Extracted information:
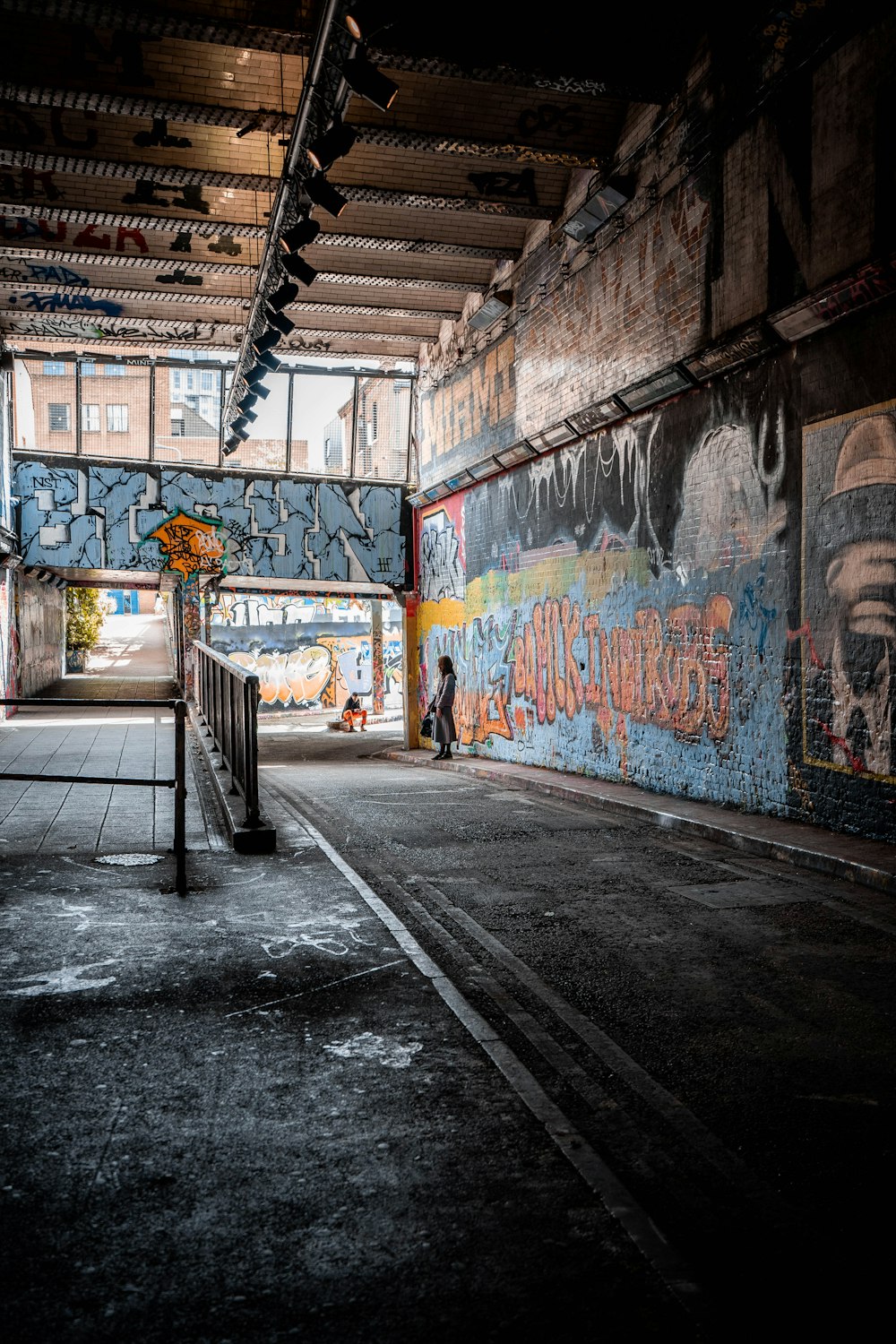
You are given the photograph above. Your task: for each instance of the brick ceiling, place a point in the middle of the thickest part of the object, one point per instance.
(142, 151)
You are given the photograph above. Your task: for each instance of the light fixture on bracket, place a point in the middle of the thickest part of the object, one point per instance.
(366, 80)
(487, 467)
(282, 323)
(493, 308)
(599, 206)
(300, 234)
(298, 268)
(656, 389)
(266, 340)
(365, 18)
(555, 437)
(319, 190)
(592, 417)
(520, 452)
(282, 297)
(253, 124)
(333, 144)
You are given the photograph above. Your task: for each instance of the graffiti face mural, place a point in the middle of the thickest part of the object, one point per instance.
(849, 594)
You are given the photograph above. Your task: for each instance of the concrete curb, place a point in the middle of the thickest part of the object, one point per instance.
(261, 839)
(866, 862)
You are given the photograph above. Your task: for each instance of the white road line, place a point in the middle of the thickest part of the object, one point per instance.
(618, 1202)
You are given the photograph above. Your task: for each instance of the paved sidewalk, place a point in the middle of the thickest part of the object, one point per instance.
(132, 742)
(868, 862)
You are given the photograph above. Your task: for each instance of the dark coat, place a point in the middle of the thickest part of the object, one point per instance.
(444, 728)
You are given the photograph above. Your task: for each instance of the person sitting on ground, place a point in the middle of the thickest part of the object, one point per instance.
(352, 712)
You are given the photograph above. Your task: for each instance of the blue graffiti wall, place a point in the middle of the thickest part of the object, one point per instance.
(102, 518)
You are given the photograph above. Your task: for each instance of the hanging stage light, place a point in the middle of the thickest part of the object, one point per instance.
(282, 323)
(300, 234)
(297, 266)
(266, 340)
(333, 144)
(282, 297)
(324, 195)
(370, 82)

Work request: Give back the listing exactly, with the pictures removed.

Written answer:
You are given the photograph above. Your task: for each instance of the brick ceiling, place a point in the middle of the thickest part of the object, one point per instance.
(142, 151)
You are given the photograph above. Your task: for each instance of the light fixture on bracket, place a point in the middle of the thickest part of the object, one point per instance.
(366, 80)
(487, 467)
(282, 323)
(493, 308)
(599, 206)
(300, 234)
(298, 268)
(656, 389)
(266, 340)
(365, 18)
(555, 437)
(319, 190)
(592, 417)
(520, 452)
(282, 297)
(253, 124)
(333, 144)
You are given the photograph above. Your task: for each instance of the graffiti face mural, place a point in the middle of the thickest part of the object, one point per instance.
(849, 594)
You are given the photograph above. Your task: for each instance of the concrete curb, place a point in the middle of the thickest part of the object, one point per instance.
(261, 839)
(866, 862)
You are given the photograph above. Your task: for each instance of the white road line, place a point in the middle of the thickest part of the object, one point per instance.
(618, 1202)
You are given the photograph above. Your task: for each instance of the paved sidewalk, place a point in the middle of the thickest part of the object, one point per instance.
(132, 742)
(868, 862)
You are given the photograph above. Your task: for each instance of the dark coat, place a point in the middle of the thickest part of the object, one point per instance.
(444, 728)
You are given the photograph above. Your task: for each instance of the person sitting on ground, place a point in the middle of the thickest part of the object, one point per instance.
(352, 712)
You are given the photograph above. Your task: for each instance of the blue graffiti wall, place a point in the middle of the thickest part of the object, one point per instance.
(102, 518)
You are given the photograph above. Your task: for each instance of the hanging stage light, place a point in the middle of the thickest part of the object, one point per instance.
(282, 323)
(300, 234)
(297, 266)
(266, 340)
(333, 144)
(282, 297)
(324, 195)
(370, 82)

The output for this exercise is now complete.